## Data to use
■ ■ ■ ■
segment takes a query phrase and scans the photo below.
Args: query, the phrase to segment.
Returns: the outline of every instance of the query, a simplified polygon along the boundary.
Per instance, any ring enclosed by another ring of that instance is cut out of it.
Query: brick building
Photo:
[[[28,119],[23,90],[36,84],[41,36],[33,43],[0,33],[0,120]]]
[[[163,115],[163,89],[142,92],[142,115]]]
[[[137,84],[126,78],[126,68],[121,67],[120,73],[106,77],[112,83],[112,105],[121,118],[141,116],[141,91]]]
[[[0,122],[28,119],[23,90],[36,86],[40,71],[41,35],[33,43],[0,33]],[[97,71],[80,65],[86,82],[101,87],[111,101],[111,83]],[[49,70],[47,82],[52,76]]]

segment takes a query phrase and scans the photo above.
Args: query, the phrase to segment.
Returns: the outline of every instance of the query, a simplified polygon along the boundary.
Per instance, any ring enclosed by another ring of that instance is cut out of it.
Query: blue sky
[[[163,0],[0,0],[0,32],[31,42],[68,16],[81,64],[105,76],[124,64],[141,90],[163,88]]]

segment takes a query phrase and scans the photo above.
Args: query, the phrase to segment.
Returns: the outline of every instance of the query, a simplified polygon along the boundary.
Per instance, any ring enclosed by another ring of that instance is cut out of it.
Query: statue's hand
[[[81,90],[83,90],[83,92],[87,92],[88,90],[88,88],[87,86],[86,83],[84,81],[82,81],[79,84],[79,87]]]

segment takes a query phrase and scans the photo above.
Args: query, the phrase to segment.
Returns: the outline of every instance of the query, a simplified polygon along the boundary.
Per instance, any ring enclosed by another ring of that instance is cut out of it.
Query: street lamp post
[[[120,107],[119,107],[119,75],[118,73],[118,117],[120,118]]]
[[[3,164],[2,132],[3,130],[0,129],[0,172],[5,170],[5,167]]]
■ ■ ■ ■
## Short problem
Render the listing above as a JSON list of strings, with one string for each line and blank lines left out.

## Solved problem
[
  "segment takes a query phrase and scans the photo below.",
  "Args: query, the phrase to segment.",
  "Returns: the outline of every instance of the query, a simplified polygon along the boundary.",
  "Per instance, any ring enclosed by another ring of that instance is cut out of it.",
  "Query: brick building",
  "Photo:",
  "[[[28,119],[23,90],[36,84],[41,36],[33,43],[0,33],[0,120]]]",
  "[[[163,115],[163,89],[142,92],[142,115]]]",
  "[[[137,84],[126,78],[126,68],[121,67],[120,73],[106,77],[112,83],[112,105],[121,118],[141,116],[141,91]]]",
  "[[[0,122],[28,119],[23,90],[36,86],[40,71],[41,35],[33,43],[0,33]],[[97,71],[80,65],[86,82],[101,87],[111,101],[111,83]],[[49,70],[47,82],[52,76]]]",
  "segment takes a query phrase and scans the photo above.",
  "Args: query, the phrase to segment.",
  "Returns: the outline of every instance of the query, a simplified polygon along the boundary.",
  "Per instance, any ring enclosed by another ring of that instance is cut out of it.",
  "Query: blue sky",
  "[[[163,0],[0,0],[0,32],[31,42],[68,16],[81,64],[105,76],[124,64],[141,90],[163,88]]]",
  "segment takes a query phrase and scans the photo above.",
  "Args: query, the phrase to segment.",
  "Returns: the outline of every instance of the query, a simplified polygon along the boundary.",
  "Per instance, any ring enclosed by another ring of that instance is cut out of it.",
  "Query: statue's hand",
  "[[[81,90],[83,90],[83,92],[87,92],[88,90],[88,88],[87,86],[86,83],[84,81],[82,81],[79,84],[79,87]]]",
  "segment takes a query phrase and scans the photo above.",
  "Args: query, the phrase to segment.",
  "Returns: the outline of every instance of the query, a simplified polygon along the boundary.",
  "Per instance, any ring enclosed by another ring of that instance is cut out of it.",
  "Query: street lamp post",
  "[[[120,107],[119,107],[119,75],[118,73],[118,117],[120,118]]]",
  "[[[3,164],[2,132],[3,130],[0,129],[0,172],[5,170],[5,167]]]"
]